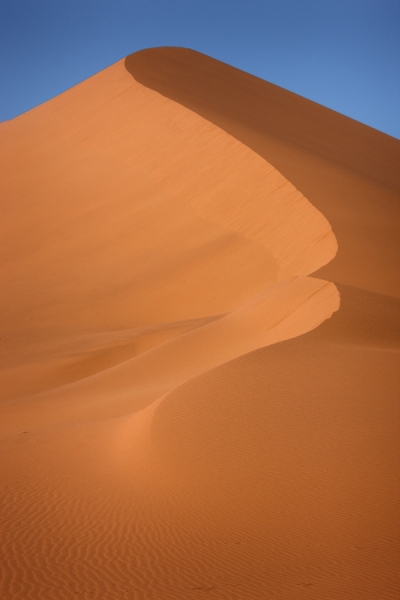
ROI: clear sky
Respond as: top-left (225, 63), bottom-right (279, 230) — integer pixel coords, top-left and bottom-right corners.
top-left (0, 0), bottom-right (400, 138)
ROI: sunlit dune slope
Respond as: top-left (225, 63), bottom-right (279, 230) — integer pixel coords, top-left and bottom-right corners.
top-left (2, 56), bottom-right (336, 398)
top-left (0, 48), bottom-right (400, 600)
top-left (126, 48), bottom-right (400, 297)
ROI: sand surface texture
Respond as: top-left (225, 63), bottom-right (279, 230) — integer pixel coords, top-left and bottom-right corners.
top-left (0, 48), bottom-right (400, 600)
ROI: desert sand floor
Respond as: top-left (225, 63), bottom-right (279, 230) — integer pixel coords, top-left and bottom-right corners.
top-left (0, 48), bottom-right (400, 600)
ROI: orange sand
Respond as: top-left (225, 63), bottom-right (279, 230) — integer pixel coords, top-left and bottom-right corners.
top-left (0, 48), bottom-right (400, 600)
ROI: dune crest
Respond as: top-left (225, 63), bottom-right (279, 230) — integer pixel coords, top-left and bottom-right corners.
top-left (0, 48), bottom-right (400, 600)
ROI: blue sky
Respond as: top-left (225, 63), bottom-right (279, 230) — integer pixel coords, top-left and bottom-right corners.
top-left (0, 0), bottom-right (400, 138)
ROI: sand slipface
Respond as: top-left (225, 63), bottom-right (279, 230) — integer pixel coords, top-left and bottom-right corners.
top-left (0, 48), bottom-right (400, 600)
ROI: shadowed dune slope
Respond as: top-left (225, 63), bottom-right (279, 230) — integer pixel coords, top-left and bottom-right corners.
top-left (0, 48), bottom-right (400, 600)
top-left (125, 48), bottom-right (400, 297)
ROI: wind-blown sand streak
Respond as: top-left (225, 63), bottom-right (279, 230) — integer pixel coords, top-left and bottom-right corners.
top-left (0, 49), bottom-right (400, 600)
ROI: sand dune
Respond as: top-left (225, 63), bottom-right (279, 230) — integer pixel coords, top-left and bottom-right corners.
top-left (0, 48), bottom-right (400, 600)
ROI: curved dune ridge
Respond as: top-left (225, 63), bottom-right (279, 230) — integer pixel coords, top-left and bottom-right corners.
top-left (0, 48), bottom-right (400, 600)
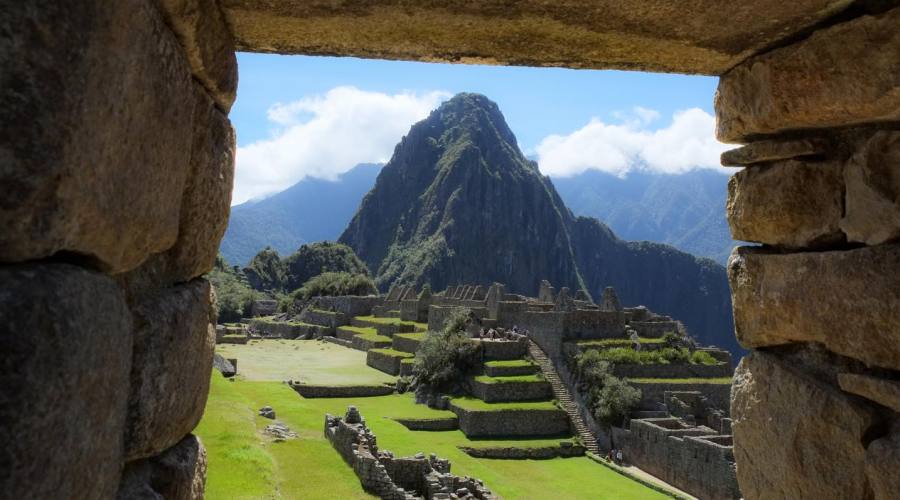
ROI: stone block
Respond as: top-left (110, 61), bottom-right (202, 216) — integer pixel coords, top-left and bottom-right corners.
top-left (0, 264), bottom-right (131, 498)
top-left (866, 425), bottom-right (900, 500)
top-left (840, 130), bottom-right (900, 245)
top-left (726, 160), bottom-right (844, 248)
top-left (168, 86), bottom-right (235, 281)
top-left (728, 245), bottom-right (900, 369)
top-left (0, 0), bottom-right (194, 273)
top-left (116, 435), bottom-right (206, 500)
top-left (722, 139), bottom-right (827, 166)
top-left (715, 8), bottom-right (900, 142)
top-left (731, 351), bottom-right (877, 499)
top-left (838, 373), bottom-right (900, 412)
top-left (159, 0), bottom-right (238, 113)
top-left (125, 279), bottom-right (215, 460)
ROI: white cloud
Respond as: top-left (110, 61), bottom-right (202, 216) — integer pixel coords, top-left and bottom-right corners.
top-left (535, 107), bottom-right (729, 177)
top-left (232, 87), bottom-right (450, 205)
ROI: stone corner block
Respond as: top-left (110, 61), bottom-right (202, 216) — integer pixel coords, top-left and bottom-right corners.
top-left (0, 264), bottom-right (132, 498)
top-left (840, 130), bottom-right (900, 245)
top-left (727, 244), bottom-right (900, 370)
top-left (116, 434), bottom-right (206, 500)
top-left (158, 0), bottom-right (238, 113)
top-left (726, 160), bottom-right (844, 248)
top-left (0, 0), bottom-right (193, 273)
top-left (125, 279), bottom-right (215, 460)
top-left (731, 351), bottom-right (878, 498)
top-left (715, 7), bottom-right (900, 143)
...
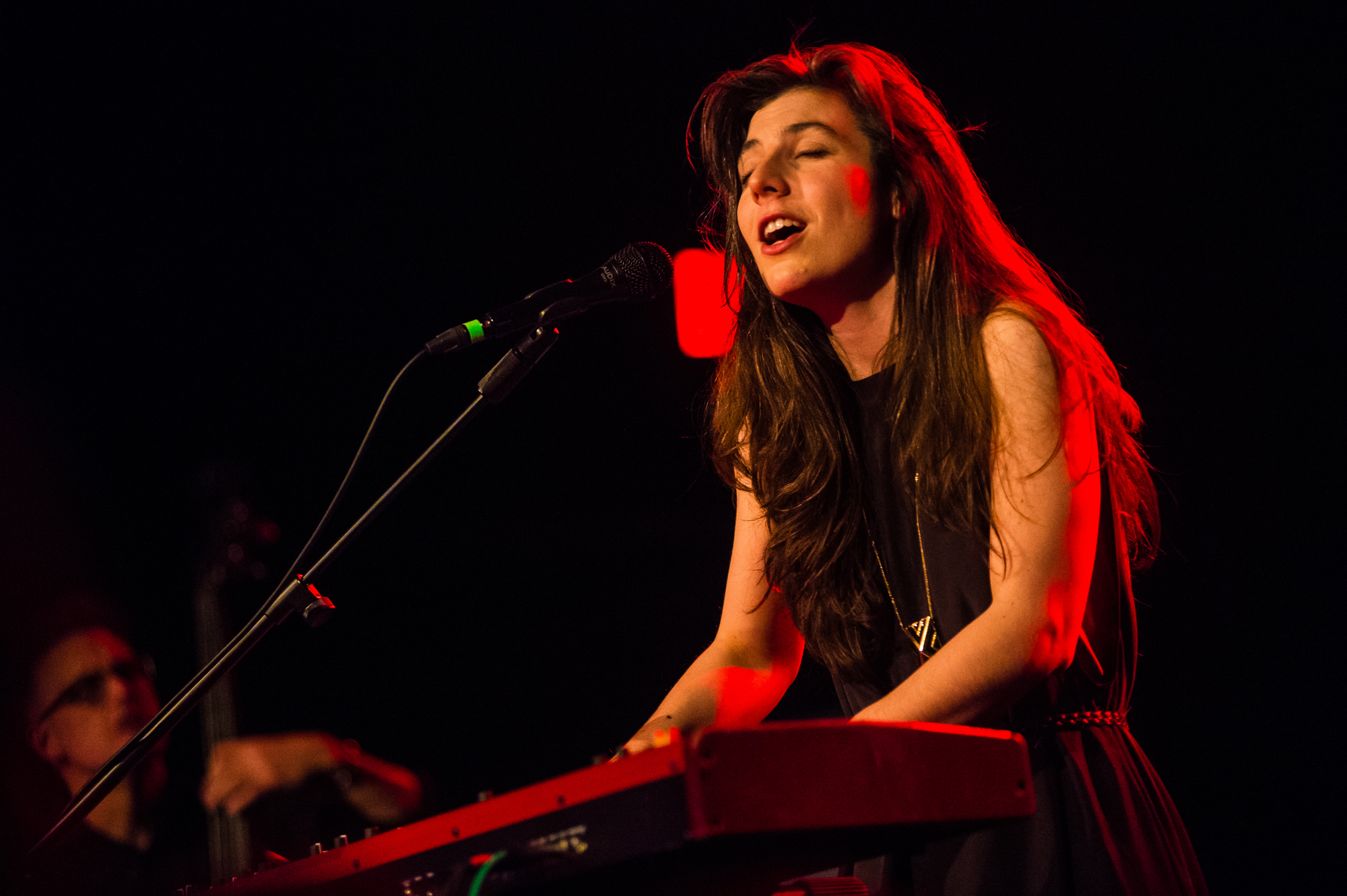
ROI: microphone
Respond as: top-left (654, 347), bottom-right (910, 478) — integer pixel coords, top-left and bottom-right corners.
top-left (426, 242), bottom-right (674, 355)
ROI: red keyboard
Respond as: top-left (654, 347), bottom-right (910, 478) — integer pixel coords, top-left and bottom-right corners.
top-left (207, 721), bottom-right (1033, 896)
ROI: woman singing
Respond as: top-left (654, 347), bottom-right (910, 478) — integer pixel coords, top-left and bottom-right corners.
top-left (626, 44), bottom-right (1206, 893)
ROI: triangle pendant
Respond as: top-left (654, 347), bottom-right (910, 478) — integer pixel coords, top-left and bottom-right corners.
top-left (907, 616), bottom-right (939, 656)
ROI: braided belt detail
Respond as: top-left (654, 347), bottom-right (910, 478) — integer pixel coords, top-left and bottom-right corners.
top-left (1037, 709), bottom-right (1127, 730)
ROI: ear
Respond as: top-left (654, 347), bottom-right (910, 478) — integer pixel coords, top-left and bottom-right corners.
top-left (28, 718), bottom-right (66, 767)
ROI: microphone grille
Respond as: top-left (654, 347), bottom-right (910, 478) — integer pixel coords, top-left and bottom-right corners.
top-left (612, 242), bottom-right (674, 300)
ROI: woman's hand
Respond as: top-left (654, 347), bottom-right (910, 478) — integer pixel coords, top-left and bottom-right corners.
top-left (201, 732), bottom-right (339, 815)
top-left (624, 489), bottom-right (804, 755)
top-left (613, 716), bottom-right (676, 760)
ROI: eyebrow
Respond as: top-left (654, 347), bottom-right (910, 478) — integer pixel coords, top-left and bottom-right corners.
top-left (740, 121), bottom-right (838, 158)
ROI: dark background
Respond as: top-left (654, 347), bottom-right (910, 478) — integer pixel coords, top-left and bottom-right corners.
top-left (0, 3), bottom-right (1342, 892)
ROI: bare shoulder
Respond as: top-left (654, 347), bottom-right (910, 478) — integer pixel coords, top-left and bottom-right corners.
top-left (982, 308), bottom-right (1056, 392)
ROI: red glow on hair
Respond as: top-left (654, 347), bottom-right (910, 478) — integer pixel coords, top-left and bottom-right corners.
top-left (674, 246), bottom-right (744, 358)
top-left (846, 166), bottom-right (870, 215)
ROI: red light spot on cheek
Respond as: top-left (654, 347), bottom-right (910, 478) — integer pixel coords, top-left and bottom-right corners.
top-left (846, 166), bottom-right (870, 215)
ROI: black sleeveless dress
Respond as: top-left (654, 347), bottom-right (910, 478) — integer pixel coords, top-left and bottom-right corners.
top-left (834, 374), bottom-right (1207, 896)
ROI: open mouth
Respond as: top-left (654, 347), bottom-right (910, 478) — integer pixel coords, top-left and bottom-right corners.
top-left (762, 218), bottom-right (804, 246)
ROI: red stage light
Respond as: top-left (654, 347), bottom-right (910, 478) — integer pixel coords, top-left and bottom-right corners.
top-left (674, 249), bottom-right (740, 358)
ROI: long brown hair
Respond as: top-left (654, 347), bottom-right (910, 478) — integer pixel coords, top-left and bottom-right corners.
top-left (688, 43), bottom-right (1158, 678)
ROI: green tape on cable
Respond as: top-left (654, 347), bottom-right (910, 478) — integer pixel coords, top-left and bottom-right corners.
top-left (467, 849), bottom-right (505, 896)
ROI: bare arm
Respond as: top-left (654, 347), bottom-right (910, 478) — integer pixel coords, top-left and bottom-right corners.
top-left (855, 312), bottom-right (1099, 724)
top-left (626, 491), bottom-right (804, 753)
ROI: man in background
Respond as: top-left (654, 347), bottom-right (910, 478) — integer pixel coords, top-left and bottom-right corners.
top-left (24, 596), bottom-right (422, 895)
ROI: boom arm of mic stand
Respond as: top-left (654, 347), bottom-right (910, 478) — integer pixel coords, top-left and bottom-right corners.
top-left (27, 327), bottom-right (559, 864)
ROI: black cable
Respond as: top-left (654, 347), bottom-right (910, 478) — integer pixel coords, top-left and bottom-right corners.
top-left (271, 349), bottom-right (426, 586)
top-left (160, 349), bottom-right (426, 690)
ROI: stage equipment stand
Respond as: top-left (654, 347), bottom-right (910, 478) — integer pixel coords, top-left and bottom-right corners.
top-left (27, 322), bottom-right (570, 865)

→ **Exercise brief**
Reproduce the listing from the line with "ROI: eyebrow" up to and including the line with "top-left (982, 308), bottom-right (1056, 392)", keeping every line, requests included. Add 44 to each pixel coordinate in the answer boxes, and leave the coordinates in the sample response format unchanged.

→ **Result of the task**
ROI: eyebrow
Respond as: top-left (654, 347), bottom-right (910, 478) — integer pixel coords, top-left and bottom-right corners.
top-left (784, 165), bottom-right (882, 202)
ROI: dark background
Respond as: top-left (654, 347), bottom-right (910, 478) — integer pixel coords, top-left and bottom-right corners.
top-left (44, 47), bottom-right (1386, 936)
ROI: bare shoulder
Respond as: top-left (654, 347), bottom-right (910, 478) — integer pixel coords, top-left and bottom-right corners.
top-left (1026, 352), bottom-right (1100, 436)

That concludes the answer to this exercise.